* **SELECTED EXTRACT**:
BEGIN
So yum! I substituted nutritional yeast for the breadcrumbs, and it was absolutely delicious.
Yay!! I’m so glad you enjoyed 😀 And that’s a great idea, I’m going to try that next time!
The sauce is with dijon mustard! I am already all over your fish cakes and usually I am all picky with fish cakes but yours truly look very inviting! Here they would not hesitate to serve this with curry and rice. They make fish cakes too in Goa but differently spiced.
These mini fish cakes look so delicious! And that sauce is simply perfection!
King Oscars is my go to canned sardines when Im traveling….. to leave for my husband to eat when Im away. He LOVES them!! I’ll have to try to make these for him…. I just know he will enjoy them!!
These sound delicious, and I love all your helpful tips about adding just the right amount of oil, plus the sub of yogurt for mayo. I’m like you, I rarely add mayo to anything, I just hate the stuff! Thanks for a great recipe!
I’m not a mayo fan either, so I always try to avoid it! I’m glad you liked it 😀
I feel like I am one of those unicorns that love canned sardines!! I will definitely be giving this a shot!
I’ve been racking my brain trying to think of a new appetizer to serve for a party this year. I’m so glad I can across this recipe on Pinterest. These flavors sound amazing and it’s making me hungry as we speak! I love me some fresh fish cakes!
Yay!! I’m so glad you enjoyed!
You and I must be soul sisters, I LOVE SARDINES! Grew up on them. Always have a few tins in the pantry. Love to eat them every way I can. That said, I have never even thought to make fish cakes with sardines. Brilliant!
I agree with you, usually, I don’t like foods that come in flavoring sauces but all the sardines I’ve tried so far have been packed in really tasty olive oil infusions. I have one can of sardines on hand and want to give this a try!
END
* **STATED EXERCISE**:
Reproduce the passage from the sardine fish cake comments above, starting with "These sound delicious, and" and going on through "glad you enjoyed!".

* **RECORDED INFORMATION**:
BEGIN
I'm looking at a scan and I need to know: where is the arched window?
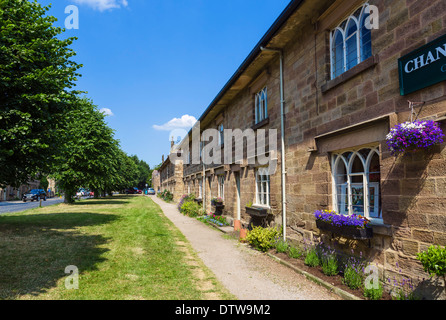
[330,3,372,79]
[332,147,382,220]
[255,87,268,123]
END
* **THE SOLUTION**:
These sound delicious, and I love all your helpful tips about adding just the right amount of oil, plus the sub of yogurt for mayo. I’m like you, I rarely add mayo to anything, I just hate the stuff! Thanks for a great recipe!
I’m not a mayo fan either, so I always try to avoid it! I’m glad you liked it 😀
I feel like I am one of those unicorns that love canned sardines!! I will definitely be giving this a shot!
I’ve been racking my brain trying to think of a new appetizer to serve for a party this year. I’m so glad I can across this recipe on Pinterest. These flavors sound amazing and it’s making me hungry as we speak! I love me some fresh fish cakes!
Yay!! I’m so glad you enjoyed!